### EXTRAIT DU TEXTE

........

« Taylor n'est pas mort »
«En découvrant ce monde en pleine expansion, je me disais que Taylor n'est
pas mort. Nous retrouvons en effet les trois ingrédients des organisations
tayloristes : travail répétitif, souci du rendement, basses rémunérations. »
Nicole Notat, secrétaire générale de la CFDT, n'est pas tendre avec le monde
des centres d'appels. Il faut dire que les conclusions de l'enquête menée par
la confédération syndicale auprès de 3 500 salariés travaillant sur les
services clients d'une trentaine d'entreprises ne sont pas des plus
enthousiasmantes. On posera d'emblée un bémol à la représentativité de cette
enquête. Car si, pour Nicole Notat, « un échantillon de 3 500 salariés, c'est
représentatif de la profession », la méthode même de collecte vient directement
objecter cette assurance. Rédigé par des membres de la CFDT, le questionnaire
servant de socle à l'enquête a également été distribué au sein des entreprises
par des adhérents de la confédération. Pas plus qu'on ne prendrait pour argent
comptant un sondage mené par un parti politique à la veille d'une échéance
électorale, l'étude de la CFDT n'a valeur de sondage. Et, si l'on peut de fait
établir des projections à partir de l'échantillon, cette adéquation avec la
réalité du marché n'est pas méthodologique. « Notre but n'était pas de faire un
sondage. Il se trouve que nous collons avec le marché et nous en sommes très
contents », reconnaît Martine Zuber, de la fédération Communication et Culture
de la CFDT. Fin du bémol. Un an après avoir initié un mouvement d'enquête au
sein des call centers (voir Centres d'Appels n° 15, p. 34), la CFDT poursuit
son travail. Dont nous rendons ici largement compte, car cette enquête a le
mérite d'exister et qu'il est rare que les salariés des centres d'appels
s'expriment de la sorte.

........

### DONNÉES À ANALYSER
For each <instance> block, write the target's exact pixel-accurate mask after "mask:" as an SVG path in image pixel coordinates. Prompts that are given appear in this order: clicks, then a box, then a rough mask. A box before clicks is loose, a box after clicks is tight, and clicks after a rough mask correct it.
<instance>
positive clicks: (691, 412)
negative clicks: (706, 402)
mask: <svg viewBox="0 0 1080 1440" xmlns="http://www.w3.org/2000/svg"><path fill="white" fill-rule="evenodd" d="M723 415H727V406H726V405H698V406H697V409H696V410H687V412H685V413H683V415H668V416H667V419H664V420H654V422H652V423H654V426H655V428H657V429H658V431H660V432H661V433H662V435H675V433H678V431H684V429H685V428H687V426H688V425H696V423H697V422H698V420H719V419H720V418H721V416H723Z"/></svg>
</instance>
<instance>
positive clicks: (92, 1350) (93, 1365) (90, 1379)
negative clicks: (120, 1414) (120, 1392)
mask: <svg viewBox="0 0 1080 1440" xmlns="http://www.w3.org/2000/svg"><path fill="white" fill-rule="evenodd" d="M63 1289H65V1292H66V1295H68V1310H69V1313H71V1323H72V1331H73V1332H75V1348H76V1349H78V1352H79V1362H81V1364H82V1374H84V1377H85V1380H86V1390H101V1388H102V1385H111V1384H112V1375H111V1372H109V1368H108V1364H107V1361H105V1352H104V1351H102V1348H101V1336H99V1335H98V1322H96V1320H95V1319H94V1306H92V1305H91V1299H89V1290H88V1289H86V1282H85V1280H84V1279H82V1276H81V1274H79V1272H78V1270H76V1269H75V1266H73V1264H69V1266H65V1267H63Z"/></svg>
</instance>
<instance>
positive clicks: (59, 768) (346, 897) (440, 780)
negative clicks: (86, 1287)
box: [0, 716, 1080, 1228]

........

### CONSIGNE
Résume l'extrait en deux phrases.

### RÉPONSE RÉDIGÉE
Pour Nicole Notat, secrétaire générale de la CFDT, Taylor n'est pas mort dans les centres d'appels : l'enquête de la confédération auprès de 3 500 salariés y retrouve travail répétitif, souci du rendement et basses rémunérations. L'extrait met en doute la représentativité de cette enquête, dont le questionnaire a été rédigé par des membres de la CFDT et distribué par ses adhérents, mais il en rend largement compte parce qu'il est rare que ces salariés s'expriment ainsi.